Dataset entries
▬▬▬▬▬▬
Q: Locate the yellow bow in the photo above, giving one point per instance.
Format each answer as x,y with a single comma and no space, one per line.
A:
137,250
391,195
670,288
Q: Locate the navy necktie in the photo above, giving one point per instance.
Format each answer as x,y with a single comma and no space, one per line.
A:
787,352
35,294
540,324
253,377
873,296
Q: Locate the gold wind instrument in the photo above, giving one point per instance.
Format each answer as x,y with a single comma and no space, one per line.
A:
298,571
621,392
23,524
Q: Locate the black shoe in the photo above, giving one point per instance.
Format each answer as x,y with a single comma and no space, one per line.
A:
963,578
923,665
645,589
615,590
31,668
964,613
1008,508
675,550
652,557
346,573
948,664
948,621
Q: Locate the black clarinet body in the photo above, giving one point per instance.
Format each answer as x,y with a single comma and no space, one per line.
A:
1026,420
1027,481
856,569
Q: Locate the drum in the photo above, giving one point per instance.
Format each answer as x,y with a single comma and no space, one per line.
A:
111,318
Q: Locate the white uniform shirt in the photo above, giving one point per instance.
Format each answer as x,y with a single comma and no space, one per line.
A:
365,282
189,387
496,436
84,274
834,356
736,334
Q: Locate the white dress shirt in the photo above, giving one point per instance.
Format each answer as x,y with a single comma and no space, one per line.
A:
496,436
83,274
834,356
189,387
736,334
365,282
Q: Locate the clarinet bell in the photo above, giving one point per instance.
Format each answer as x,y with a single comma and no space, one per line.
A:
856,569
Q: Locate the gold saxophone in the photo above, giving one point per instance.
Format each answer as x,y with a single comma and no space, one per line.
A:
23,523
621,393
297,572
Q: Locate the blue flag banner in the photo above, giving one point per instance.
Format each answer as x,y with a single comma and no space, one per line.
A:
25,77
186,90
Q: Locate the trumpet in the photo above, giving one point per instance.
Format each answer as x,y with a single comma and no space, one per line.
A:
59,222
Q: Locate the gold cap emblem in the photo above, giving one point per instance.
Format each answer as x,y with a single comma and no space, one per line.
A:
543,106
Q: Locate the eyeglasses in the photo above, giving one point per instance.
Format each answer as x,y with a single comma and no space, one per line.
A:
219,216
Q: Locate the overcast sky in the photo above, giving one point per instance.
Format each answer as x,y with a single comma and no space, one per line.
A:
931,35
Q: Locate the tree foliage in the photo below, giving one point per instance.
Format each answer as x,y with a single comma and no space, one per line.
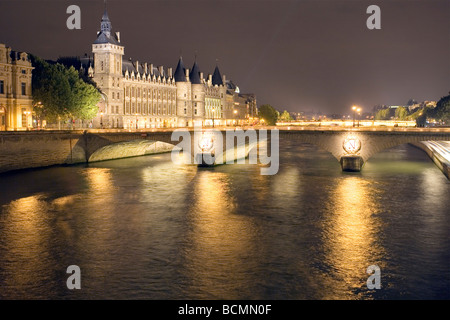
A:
269,114
442,110
60,93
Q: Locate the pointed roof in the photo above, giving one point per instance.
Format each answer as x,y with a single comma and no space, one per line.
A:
195,74
180,72
217,77
105,35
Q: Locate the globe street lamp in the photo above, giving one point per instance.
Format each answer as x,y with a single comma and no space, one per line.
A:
26,118
354,114
359,115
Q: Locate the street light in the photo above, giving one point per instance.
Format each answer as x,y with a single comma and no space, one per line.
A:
359,114
26,118
354,114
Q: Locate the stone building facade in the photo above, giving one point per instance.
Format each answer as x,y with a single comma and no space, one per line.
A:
15,90
140,95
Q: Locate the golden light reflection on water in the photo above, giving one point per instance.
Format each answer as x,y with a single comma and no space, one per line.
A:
220,240
350,234
26,236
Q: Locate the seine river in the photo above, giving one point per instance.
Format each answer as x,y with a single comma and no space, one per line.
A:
146,228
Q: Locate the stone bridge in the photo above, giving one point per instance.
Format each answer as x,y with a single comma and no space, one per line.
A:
20,150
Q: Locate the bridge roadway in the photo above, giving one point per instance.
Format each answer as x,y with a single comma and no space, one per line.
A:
351,147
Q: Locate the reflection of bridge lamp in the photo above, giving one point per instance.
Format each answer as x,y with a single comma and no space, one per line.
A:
206,145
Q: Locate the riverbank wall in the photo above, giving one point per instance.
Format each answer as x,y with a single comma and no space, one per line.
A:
437,157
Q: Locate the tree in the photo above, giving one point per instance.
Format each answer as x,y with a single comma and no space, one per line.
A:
269,114
401,113
442,110
60,94
285,116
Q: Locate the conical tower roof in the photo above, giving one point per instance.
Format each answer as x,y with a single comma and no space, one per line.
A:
180,72
217,77
195,74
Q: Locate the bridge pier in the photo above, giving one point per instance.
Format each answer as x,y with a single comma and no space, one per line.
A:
352,163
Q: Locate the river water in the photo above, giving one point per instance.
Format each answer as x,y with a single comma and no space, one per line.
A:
146,228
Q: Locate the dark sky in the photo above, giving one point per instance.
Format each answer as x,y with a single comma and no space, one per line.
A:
296,55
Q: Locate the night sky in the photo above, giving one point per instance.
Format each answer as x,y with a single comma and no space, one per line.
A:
295,55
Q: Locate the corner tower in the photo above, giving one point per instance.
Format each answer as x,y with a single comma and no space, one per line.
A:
▬▬▬▬▬▬
=== EXERCISE AIM ===
Copy out every line of the data that includes "street".

=== ANSWER BELOW ===
Q: Locate the globe street lamp in the photo above, giving one point per instance.
Q: Locate the street light in the photo above, giving one point per instance.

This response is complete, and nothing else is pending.